_EXCERPTED PASSAGE_.
# What is your driver rating?



## yabadaba (Jul 26, 2014)

Please if this thread exist someone point it to me and delete this one.
Thanks
Okay so I am really proud of mine and will share it with you. 
Drive a 2010 Prius 
So far 160+ trips completed and rating of *4.9*


----------



## Bully (Jul 10, 2014)

Now watch it go lower lol


----------



## yabadaba (Jul 26, 2014)

Actually it is going higher. My first week was 4.78. And my last week is 5.0 with 58 trips completed.


----------



## troubleinrivercity (Jul 27, 2014)

Mine's been creeping up every day from the 4.7 I set in my first few days of driving. If I had to guess I'd say it's on its way to 4.85 where it will level out. That's my target so I don't have to stress about being on the margins and having to worry. Nice kid in a nice car, I don't think I'll ever have to stress out about rating if I don't let myself.

Also how do you find your weekly rating?


----------



## yabadaba (Jul 26, 2014)

Either at the end of the week through the dashboard or the summary they send you monday or tuesday.

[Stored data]
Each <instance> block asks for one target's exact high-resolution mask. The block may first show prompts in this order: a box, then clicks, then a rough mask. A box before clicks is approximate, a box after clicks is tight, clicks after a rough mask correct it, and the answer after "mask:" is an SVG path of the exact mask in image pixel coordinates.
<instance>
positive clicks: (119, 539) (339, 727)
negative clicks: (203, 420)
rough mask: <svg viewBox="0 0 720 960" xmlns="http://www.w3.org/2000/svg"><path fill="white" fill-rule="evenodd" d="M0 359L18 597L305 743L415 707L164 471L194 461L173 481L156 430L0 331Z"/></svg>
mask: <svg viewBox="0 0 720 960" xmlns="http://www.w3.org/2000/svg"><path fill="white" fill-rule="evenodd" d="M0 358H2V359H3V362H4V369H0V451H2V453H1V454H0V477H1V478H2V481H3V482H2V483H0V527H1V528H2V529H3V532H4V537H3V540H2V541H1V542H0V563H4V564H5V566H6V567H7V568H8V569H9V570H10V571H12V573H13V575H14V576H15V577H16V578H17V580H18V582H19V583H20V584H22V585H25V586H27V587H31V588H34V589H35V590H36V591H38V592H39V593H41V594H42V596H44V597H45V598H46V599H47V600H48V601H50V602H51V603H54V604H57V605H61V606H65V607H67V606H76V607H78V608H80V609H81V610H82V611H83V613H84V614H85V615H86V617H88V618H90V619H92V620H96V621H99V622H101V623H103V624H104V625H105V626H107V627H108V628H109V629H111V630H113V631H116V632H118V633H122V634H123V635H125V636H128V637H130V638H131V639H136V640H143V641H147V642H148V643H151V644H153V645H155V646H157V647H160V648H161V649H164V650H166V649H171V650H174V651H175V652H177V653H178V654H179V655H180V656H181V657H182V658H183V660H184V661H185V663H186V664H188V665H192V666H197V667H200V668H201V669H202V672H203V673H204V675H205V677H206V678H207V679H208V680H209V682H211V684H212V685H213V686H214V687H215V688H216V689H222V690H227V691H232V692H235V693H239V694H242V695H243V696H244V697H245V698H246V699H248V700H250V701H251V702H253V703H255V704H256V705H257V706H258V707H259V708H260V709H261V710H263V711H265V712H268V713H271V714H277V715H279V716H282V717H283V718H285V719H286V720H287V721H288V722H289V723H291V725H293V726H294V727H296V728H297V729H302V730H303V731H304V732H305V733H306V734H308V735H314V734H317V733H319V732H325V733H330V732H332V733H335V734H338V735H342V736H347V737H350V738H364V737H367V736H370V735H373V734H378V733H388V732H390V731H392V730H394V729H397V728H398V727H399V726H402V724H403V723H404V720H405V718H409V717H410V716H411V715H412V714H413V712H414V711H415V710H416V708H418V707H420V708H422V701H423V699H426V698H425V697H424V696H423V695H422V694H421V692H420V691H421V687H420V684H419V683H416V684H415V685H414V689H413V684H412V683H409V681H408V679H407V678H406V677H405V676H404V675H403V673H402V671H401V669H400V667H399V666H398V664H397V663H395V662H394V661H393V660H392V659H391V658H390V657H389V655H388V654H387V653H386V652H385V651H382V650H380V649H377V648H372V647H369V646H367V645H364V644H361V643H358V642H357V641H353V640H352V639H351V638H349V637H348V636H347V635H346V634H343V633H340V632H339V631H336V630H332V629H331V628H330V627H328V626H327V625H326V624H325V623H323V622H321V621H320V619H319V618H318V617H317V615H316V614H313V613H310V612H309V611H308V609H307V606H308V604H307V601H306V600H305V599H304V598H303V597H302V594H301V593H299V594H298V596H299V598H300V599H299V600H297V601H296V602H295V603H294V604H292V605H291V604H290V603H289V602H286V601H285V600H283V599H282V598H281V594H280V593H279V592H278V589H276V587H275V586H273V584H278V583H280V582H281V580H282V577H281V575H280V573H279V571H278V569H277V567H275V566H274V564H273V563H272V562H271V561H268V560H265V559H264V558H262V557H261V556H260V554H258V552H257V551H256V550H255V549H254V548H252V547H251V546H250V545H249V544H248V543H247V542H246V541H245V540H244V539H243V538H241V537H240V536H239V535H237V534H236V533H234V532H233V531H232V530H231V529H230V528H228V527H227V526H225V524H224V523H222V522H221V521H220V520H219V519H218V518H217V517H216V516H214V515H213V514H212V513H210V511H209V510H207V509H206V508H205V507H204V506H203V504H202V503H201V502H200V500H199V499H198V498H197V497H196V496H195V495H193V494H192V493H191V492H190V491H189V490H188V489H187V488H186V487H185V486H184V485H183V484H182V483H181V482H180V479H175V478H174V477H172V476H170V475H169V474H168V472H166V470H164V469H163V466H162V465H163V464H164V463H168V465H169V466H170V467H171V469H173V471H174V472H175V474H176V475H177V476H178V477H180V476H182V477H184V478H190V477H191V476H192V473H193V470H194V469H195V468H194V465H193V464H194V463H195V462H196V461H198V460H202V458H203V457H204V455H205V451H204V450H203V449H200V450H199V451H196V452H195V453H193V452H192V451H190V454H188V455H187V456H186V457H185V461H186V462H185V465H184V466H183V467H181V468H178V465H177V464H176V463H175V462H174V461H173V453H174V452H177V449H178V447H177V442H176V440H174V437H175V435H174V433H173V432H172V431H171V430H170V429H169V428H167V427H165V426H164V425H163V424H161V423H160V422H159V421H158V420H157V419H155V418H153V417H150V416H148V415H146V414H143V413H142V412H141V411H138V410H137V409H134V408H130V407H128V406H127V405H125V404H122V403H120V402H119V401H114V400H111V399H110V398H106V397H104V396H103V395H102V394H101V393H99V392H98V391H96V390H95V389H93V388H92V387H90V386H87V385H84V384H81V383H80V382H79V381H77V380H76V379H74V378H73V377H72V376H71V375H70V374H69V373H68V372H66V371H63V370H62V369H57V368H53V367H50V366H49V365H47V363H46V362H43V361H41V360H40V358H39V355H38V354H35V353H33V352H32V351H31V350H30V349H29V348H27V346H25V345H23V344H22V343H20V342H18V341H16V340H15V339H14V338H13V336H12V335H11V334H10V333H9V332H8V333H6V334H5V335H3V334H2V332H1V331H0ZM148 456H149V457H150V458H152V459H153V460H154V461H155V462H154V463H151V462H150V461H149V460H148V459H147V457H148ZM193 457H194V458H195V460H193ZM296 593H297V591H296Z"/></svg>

_ASSIGNED TASK A_.
Extract the stretch of the driver rating thread from "## troubleinrivercity (Jul" through "don't let myself.".
_ASSIGNED TASK B_.
In the driver rating thread, what car does yabadaba drive?
_ASSIGNED TASK C_.
Carry on the driver rating thread from the point where it stops.
None of the rows are needed here.

_RESPONSE A_.
## troubleinrivercity (Jul 27, 2014)

Mine's been creeping up every day from the 4.7 I set in my first few days of driving. If I had to guess I'd say it's on its way to 4.85 where it will level out. That's my target so I don't have to stress about being on the margins and having to worry. Nice kid in a nice car, I don't think I'll ever have to stress out about rating if I don't let myself.

_RESPONSE B_.
A 2010 Prius.

_RESPONSE C_.
----------



## NicknTulsa (Jul 16, 2014)

Over 600 rides at 4.83


----------



## Oc_DriverX (Apr 29, 2014)

yabadaba said:


> Actually it is going higher. My first week was 4.78. And my last week is 5.0 with 58 trips completed.


You need to tell us how your are judging what your rating is. Those two numbers imply that you were looking at a 7 or 1 day period. I say that because the rating displayed on the app and to riders is based on the last 500 trips and the simply math is that if you were 4.78 the first week, then your your total rating cannot have rebounded to a 5. Its mathematically impossible. Once you dip below a 5 you can't get back to a 5 unless you do 500 more trips at a 5 level.


----------



## yabadaba (Jul 26, 2014)

I am not judging my rating from the app. I do by using the dashboard. What I am saying is that my first week was 4.78 second week is 4.8 and etc. Overall is 4.9 for last 365 days. I am trying to get a 5 for my last week not my overall.

Like the post says 5.0 for 58 trips which are the last 7 days.
4.9 for 160+ trips


----------



## Raider (Jul 25, 2014)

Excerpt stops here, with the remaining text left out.